— Begin —

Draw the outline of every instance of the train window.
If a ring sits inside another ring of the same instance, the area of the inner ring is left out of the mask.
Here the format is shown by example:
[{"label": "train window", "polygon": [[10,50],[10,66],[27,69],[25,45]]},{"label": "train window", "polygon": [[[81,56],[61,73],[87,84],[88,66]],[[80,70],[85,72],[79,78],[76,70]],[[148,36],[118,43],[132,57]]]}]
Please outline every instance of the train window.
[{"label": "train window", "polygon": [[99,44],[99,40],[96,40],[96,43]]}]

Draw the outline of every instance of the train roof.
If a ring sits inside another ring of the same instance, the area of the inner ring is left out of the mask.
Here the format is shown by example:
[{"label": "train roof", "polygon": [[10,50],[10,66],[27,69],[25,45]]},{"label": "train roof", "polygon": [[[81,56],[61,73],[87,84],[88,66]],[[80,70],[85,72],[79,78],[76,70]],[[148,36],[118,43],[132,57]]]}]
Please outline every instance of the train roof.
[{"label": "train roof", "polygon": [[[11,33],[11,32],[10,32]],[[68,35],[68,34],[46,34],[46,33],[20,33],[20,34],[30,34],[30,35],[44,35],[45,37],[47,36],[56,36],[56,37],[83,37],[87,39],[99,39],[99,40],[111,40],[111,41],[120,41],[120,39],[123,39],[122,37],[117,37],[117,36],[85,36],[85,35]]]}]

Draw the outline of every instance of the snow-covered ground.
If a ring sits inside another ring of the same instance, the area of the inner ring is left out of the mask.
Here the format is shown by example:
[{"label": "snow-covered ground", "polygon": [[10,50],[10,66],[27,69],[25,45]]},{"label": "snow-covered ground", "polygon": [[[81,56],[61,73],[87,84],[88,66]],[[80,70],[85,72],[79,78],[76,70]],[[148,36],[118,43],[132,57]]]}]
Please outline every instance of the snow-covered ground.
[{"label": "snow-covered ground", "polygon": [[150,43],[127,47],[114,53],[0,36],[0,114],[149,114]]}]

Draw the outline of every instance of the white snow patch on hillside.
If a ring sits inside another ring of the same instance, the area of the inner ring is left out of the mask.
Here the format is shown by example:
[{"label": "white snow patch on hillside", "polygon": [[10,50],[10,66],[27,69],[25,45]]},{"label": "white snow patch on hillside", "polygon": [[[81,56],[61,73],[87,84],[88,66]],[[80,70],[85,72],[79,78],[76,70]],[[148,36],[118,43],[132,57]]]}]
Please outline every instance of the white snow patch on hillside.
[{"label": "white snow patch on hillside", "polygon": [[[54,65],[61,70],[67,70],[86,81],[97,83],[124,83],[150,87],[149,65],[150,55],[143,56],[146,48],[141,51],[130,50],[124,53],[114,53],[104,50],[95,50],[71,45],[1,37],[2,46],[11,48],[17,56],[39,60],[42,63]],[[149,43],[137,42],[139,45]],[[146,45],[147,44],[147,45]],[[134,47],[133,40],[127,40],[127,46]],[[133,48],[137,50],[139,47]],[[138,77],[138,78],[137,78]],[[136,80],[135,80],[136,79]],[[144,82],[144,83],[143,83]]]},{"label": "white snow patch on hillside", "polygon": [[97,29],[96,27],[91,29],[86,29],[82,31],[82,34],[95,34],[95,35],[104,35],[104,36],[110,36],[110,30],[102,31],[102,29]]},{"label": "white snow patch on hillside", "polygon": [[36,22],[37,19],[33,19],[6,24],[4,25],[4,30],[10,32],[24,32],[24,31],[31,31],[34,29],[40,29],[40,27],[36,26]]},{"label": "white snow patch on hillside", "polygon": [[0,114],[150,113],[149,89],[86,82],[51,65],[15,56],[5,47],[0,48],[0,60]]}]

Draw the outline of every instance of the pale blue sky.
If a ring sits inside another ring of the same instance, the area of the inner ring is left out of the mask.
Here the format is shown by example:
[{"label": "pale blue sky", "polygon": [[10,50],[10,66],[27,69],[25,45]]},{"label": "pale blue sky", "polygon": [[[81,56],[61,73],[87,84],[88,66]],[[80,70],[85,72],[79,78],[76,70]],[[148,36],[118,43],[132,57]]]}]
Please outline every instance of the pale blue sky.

— End —

Extract verbatim the lines running from the line with "Draw the outline of every instance of the white" to the line with "Please outline every instance of the white", including both of those lines.

Draw the outline of every instance of the white snow patch on hillside.
If a ring sits inside another ring of the same instance, the area of the inner ring is left out of the mask.
Here the format is shown by example:
[{"label": "white snow patch on hillside", "polygon": [[10,50],[10,66],[27,69],[25,45]]},{"label": "white snow patch on hillside", "polygon": [[[81,56],[61,73],[87,84],[88,66]],[[80,70],[85,72],[79,78],[76,70]],[[148,36],[118,43],[132,57]]]}]
Please outline every instance of the white snow patch on hillside.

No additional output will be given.